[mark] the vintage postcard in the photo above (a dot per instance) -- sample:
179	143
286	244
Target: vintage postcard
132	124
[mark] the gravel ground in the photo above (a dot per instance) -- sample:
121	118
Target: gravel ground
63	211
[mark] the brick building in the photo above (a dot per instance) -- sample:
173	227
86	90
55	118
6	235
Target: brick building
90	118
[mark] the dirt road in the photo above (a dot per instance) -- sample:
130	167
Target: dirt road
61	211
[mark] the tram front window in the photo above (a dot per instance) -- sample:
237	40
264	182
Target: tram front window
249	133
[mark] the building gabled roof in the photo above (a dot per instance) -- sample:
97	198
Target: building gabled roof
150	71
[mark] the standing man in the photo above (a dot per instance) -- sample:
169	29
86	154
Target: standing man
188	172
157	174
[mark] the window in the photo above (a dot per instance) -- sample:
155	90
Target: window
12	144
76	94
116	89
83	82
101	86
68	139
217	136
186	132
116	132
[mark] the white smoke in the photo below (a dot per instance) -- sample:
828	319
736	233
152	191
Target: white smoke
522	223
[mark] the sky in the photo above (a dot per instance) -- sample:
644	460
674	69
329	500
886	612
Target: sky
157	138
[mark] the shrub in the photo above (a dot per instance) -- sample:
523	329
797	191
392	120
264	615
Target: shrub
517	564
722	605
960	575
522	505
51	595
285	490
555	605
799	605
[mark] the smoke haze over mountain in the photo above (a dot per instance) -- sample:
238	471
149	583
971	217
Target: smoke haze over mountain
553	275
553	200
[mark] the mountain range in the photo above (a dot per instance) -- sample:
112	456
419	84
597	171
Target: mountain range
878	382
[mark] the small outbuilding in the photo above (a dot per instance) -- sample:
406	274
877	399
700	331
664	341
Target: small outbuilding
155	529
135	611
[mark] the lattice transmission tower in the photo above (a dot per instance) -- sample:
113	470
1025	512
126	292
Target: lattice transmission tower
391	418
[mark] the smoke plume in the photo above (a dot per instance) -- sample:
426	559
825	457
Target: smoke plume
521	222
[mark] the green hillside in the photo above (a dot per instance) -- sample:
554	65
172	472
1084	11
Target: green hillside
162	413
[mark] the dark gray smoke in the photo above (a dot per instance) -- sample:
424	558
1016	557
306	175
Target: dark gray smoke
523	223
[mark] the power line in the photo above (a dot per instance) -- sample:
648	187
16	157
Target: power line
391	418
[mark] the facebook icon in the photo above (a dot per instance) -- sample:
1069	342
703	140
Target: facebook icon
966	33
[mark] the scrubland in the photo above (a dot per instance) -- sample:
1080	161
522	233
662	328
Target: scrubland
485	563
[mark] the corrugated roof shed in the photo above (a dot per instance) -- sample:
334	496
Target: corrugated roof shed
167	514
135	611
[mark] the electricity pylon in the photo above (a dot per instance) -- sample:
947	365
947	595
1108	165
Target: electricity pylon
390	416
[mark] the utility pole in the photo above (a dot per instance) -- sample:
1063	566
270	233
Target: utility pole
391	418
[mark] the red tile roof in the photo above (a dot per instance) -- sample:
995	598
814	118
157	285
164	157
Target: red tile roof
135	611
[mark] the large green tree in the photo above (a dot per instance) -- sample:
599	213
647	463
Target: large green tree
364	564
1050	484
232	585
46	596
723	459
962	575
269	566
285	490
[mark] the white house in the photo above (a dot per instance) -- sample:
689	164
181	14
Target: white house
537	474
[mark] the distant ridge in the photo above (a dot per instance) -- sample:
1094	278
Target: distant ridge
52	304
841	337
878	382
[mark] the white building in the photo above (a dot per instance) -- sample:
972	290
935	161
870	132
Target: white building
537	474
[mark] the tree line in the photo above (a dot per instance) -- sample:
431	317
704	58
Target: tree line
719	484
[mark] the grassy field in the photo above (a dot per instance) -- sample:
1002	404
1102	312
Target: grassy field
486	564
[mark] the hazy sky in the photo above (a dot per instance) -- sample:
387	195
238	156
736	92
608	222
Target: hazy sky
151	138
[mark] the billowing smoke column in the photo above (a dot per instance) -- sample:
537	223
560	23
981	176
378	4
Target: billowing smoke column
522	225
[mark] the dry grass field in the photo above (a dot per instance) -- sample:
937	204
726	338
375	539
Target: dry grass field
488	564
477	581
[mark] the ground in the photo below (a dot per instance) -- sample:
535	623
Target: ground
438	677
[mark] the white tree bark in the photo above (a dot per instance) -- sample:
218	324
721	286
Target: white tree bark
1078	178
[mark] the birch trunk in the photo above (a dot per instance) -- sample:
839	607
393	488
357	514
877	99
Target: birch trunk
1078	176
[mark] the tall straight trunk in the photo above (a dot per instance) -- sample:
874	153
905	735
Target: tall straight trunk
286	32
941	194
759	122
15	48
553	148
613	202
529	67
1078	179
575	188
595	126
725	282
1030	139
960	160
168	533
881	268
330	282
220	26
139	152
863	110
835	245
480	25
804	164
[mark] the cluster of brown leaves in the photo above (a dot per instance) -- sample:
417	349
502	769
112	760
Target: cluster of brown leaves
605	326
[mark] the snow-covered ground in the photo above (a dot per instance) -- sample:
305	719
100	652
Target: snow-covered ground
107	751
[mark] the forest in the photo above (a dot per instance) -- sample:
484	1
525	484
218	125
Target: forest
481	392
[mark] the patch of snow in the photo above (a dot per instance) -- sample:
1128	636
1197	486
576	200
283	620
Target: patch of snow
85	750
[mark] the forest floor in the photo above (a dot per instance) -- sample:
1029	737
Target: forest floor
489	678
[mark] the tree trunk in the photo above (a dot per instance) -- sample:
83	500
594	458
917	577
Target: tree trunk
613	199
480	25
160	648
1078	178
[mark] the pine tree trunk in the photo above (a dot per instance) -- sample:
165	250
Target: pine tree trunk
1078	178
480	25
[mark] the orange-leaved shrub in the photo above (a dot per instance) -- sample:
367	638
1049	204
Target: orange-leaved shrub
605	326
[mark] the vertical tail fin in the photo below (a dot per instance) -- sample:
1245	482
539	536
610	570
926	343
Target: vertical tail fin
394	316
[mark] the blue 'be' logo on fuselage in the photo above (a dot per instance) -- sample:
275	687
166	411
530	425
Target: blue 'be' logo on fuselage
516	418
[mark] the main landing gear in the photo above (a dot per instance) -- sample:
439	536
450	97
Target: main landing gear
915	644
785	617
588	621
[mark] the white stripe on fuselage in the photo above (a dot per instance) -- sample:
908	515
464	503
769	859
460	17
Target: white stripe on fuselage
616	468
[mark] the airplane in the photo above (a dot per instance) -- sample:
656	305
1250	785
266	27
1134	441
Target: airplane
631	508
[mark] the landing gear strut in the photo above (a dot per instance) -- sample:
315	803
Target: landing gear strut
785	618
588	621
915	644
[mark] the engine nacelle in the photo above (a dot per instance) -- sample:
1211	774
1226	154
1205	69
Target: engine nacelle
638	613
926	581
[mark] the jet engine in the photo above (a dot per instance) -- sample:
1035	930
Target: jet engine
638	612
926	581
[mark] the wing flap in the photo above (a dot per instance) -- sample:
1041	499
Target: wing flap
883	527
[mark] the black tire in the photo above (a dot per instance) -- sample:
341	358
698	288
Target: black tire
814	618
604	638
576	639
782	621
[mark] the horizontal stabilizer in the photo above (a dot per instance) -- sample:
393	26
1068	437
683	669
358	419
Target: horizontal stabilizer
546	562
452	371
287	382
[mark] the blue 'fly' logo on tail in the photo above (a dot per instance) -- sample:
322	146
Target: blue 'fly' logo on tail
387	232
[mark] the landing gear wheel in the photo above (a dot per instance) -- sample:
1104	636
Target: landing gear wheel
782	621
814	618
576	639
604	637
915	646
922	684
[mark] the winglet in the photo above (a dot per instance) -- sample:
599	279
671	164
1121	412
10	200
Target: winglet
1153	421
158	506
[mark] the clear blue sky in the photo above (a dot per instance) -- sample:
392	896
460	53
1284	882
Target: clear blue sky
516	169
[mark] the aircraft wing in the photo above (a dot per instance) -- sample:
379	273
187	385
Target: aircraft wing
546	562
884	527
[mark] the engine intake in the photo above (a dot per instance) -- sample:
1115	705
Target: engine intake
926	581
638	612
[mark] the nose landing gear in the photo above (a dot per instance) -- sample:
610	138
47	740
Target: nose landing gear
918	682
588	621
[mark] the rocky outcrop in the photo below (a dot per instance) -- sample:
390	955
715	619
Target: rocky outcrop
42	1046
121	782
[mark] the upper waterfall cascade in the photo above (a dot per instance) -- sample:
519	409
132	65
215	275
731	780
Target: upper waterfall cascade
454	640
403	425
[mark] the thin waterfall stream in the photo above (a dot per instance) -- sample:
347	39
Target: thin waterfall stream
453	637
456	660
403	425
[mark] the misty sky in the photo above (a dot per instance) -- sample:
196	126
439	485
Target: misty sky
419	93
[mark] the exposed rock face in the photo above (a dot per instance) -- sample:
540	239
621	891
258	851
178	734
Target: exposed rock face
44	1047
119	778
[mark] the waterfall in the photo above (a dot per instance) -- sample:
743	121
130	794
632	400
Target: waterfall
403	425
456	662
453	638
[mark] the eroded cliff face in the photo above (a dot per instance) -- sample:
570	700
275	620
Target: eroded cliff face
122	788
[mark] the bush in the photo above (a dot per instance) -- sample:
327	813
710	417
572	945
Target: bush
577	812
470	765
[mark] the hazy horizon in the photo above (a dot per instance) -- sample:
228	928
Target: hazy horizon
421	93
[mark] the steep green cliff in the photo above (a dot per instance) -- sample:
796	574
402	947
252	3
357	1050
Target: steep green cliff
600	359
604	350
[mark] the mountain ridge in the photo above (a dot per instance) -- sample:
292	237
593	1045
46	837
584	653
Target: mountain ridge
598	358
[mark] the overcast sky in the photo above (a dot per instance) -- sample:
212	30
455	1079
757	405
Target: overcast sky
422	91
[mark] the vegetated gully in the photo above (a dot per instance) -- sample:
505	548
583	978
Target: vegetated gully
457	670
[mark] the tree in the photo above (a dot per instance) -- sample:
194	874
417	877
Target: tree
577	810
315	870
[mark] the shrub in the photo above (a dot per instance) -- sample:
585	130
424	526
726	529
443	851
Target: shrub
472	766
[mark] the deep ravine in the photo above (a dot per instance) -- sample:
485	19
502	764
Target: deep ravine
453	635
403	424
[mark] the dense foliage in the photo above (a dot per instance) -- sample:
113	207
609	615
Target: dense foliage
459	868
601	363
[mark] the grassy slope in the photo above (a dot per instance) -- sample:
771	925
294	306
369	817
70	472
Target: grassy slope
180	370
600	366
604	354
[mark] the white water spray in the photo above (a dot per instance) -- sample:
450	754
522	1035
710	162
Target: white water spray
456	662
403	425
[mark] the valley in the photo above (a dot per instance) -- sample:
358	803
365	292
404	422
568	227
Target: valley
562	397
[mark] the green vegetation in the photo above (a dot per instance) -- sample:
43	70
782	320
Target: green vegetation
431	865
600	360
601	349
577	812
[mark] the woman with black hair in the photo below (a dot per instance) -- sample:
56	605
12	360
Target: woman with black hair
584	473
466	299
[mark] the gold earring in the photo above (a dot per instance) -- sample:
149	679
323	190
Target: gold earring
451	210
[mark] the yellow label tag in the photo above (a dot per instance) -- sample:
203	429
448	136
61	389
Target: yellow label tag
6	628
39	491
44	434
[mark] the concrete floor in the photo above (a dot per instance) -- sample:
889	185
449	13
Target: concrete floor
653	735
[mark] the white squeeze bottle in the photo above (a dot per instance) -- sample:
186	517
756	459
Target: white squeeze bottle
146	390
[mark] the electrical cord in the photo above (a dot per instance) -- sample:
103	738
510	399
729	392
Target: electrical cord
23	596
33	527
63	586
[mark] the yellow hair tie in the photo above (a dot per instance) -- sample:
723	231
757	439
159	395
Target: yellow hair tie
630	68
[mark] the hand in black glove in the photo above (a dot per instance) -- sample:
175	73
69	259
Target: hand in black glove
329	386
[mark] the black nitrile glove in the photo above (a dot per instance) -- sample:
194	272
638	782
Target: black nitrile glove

• _Problem description_: Extract every line from the one with "[mark] the white squeeze" down to the final line above, both included, exactly as written.

• _Full solution_:
[mark] the white squeeze bottle in the photo above (a dot per instance) -- sample:
186	517
756	459
Target: white squeeze bottle
146	390
[mark] the electrical cord in the photo above (a dot per instance) -- sample:
103	738
510	399
729	392
Target: electrical cord
23	596
33	527
63	586
[mark] the yellow hair tie in the photo above (a dot per instance) -- sample:
723	231
757	439
159	395
Target: yellow hair tie
630	68
[mark] the hand in black glove in the photo above (a dot per instance) -- sample:
175	73
69	259
Target: hand in black glove
329	386
[mark] the black nitrile glove in the photo above (a dot per instance) -- sample:
194	272
638	782
Target: black nitrile glove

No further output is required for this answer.